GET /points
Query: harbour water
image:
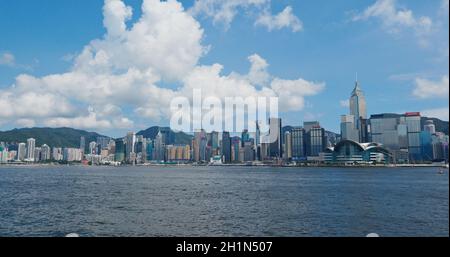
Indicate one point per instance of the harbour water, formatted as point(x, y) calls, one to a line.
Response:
point(223, 201)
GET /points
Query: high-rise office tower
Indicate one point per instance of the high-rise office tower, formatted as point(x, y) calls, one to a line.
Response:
point(430, 127)
point(119, 154)
point(92, 147)
point(315, 141)
point(235, 149)
point(275, 148)
point(45, 152)
point(348, 128)
point(413, 121)
point(358, 104)
point(288, 145)
point(21, 152)
point(159, 148)
point(83, 144)
point(245, 137)
point(130, 141)
point(298, 143)
point(226, 147)
point(31, 145)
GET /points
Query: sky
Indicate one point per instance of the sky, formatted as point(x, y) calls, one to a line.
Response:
point(113, 66)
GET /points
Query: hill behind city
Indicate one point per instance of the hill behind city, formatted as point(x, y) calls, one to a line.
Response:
point(53, 137)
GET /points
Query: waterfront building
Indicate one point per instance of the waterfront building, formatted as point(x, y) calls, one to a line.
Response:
point(413, 122)
point(245, 137)
point(83, 144)
point(214, 141)
point(426, 144)
point(440, 143)
point(93, 148)
point(150, 149)
point(226, 147)
point(264, 151)
point(348, 128)
point(159, 153)
point(275, 148)
point(288, 146)
point(348, 152)
point(308, 125)
point(31, 145)
point(298, 143)
point(199, 146)
point(57, 154)
point(72, 154)
point(358, 105)
point(249, 151)
point(21, 152)
point(429, 127)
point(236, 149)
point(45, 152)
point(12, 155)
point(178, 153)
point(315, 141)
point(3, 154)
point(130, 141)
point(119, 154)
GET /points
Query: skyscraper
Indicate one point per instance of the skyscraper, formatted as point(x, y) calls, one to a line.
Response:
point(130, 142)
point(275, 148)
point(45, 153)
point(348, 128)
point(83, 144)
point(119, 155)
point(315, 141)
point(92, 147)
point(288, 145)
point(21, 152)
point(298, 143)
point(358, 104)
point(413, 120)
point(226, 147)
point(31, 145)
point(430, 127)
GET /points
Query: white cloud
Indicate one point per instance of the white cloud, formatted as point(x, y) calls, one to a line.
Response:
point(224, 12)
point(15, 104)
point(395, 19)
point(285, 19)
point(7, 59)
point(27, 123)
point(440, 113)
point(431, 89)
point(120, 74)
point(345, 103)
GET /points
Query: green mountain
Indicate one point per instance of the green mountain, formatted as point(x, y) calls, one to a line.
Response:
point(54, 137)
point(172, 137)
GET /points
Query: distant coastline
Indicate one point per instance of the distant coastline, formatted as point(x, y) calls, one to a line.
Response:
point(432, 165)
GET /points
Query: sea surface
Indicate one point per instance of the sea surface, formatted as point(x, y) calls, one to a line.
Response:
point(223, 201)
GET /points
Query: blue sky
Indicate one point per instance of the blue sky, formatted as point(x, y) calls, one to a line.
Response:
point(399, 59)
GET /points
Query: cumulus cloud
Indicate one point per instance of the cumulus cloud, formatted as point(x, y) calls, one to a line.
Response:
point(224, 12)
point(425, 88)
point(440, 113)
point(345, 103)
point(285, 19)
point(7, 59)
point(395, 19)
point(120, 75)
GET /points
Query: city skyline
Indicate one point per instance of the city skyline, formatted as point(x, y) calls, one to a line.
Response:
point(289, 50)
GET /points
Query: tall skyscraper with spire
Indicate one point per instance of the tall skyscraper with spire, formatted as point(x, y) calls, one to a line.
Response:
point(358, 104)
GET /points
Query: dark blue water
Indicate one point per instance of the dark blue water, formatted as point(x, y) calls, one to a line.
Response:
point(220, 201)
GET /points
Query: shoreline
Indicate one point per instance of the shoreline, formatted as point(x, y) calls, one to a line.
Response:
point(437, 165)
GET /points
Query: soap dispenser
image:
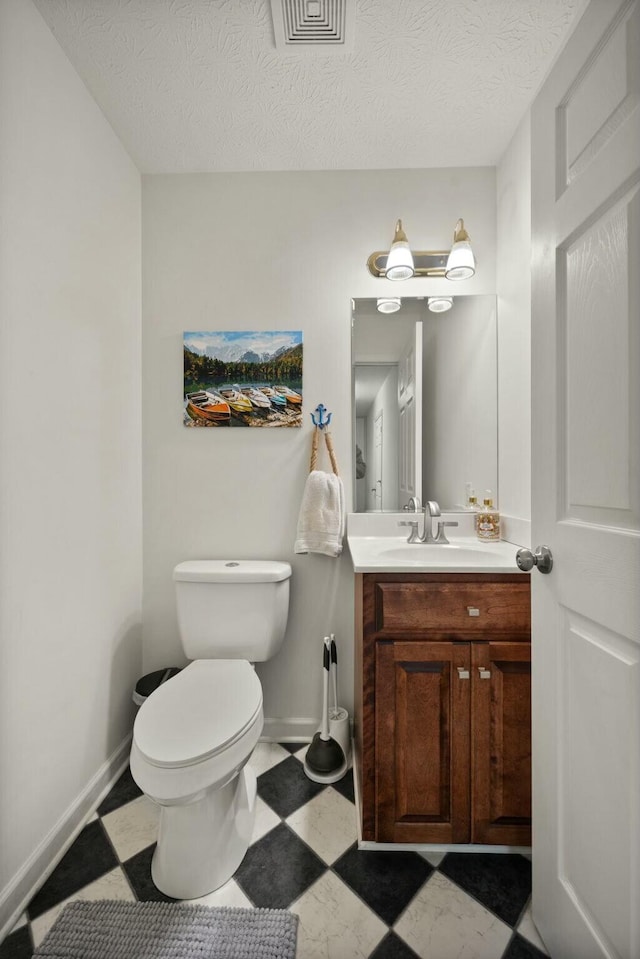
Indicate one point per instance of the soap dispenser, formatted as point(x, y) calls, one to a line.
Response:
point(488, 520)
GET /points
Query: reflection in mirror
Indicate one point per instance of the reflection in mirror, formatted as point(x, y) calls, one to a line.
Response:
point(424, 402)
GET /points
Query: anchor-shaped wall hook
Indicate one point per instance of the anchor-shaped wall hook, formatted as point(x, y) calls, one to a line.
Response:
point(321, 422)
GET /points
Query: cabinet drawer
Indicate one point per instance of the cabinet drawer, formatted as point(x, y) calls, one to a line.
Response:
point(419, 607)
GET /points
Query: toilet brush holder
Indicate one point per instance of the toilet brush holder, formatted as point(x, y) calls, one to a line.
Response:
point(340, 730)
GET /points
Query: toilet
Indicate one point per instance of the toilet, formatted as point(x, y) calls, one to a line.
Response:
point(193, 736)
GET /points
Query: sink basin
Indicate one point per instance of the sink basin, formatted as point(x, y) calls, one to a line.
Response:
point(428, 553)
point(463, 554)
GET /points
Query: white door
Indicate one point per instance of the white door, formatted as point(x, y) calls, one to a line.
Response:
point(586, 490)
point(378, 437)
point(410, 417)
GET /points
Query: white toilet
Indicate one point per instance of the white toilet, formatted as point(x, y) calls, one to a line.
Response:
point(193, 736)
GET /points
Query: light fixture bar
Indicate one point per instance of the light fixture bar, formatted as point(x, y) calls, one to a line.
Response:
point(425, 263)
point(400, 262)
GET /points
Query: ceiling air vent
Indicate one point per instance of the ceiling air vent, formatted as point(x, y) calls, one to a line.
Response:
point(322, 25)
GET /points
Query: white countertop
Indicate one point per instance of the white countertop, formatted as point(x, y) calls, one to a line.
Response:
point(385, 550)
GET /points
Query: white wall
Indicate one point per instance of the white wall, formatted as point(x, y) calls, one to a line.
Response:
point(70, 550)
point(459, 401)
point(273, 251)
point(513, 271)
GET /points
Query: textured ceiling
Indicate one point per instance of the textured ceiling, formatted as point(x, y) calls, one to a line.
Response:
point(198, 85)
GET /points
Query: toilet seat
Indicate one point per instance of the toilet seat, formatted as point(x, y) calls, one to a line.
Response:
point(200, 713)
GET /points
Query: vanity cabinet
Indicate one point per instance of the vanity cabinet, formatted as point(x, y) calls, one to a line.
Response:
point(443, 708)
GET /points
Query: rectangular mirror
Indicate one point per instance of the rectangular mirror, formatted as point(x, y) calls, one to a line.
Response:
point(425, 402)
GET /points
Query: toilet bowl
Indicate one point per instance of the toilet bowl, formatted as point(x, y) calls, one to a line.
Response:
point(192, 740)
point(194, 735)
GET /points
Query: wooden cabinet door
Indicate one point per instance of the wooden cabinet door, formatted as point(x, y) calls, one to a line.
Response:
point(501, 743)
point(422, 694)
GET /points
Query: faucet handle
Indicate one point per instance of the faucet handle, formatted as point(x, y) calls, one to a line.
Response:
point(440, 535)
point(413, 535)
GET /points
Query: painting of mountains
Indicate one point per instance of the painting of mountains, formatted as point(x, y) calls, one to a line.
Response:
point(242, 378)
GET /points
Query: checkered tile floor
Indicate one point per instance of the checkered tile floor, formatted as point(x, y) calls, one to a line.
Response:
point(304, 857)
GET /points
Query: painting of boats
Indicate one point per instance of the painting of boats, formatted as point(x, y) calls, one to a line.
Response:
point(249, 379)
point(208, 405)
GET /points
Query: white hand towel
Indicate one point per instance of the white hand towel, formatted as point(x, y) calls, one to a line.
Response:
point(321, 523)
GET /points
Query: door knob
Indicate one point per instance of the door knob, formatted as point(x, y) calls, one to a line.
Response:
point(542, 558)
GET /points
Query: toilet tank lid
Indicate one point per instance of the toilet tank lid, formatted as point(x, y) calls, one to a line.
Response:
point(231, 570)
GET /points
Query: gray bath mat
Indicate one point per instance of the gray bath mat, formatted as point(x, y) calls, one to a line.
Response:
point(160, 930)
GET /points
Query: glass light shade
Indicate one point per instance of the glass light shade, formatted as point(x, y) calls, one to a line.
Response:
point(440, 304)
point(461, 263)
point(389, 304)
point(400, 260)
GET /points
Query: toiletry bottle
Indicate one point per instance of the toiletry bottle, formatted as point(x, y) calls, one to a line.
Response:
point(488, 519)
point(470, 498)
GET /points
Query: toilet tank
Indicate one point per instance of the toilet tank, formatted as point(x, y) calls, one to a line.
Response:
point(232, 609)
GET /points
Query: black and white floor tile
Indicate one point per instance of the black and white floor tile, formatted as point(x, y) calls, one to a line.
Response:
point(304, 857)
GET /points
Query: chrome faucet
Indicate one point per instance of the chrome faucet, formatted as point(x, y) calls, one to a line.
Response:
point(431, 509)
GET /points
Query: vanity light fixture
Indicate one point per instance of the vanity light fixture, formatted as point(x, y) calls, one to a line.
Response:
point(440, 304)
point(389, 304)
point(400, 263)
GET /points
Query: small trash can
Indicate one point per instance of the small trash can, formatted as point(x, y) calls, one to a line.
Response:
point(147, 684)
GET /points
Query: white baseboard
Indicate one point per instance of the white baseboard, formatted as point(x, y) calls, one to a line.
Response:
point(294, 730)
point(17, 894)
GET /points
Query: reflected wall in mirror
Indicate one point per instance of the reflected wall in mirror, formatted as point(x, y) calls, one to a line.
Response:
point(425, 403)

#### [Task item]
Copy exactly, and only, the lines from the first line of the material through the line that contains "Indicate one point per instance of the hill", both ends kept; no pictures.

#### [Solution to this problem]
GET /points
Query: harbour water
image:
Indicate one point per instance of the harbour water, formatted as point(x, y) calls, one to a line.
Response:
point(223, 201)
GET /points
Query: high-rise office tower
Indicate one point per instance of the high-rise office tower, formatted as point(x, y) calls, one to a line.
Response:
point(430, 127)
point(119, 154)
point(92, 147)
point(315, 141)
point(235, 149)
point(275, 148)
point(45, 152)
point(348, 128)
point(413, 121)
point(358, 104)
point(288, 145)
point(21, 152)
point(159, 148)
point(83, 144)
point(245, 137)
point(130, 141)
point(298, 143)
point(226, 147)
point(31, 145)
GET /points
Query: sky
Indicate one point per instance of the sky, formatted as point(x, y) calls, one to a line.
Response:
point(113, 66)
GET /points
Query: hill behind city
Indicate one point per instance of the hill behind city, formatted as point(x, y) calls, one to a line.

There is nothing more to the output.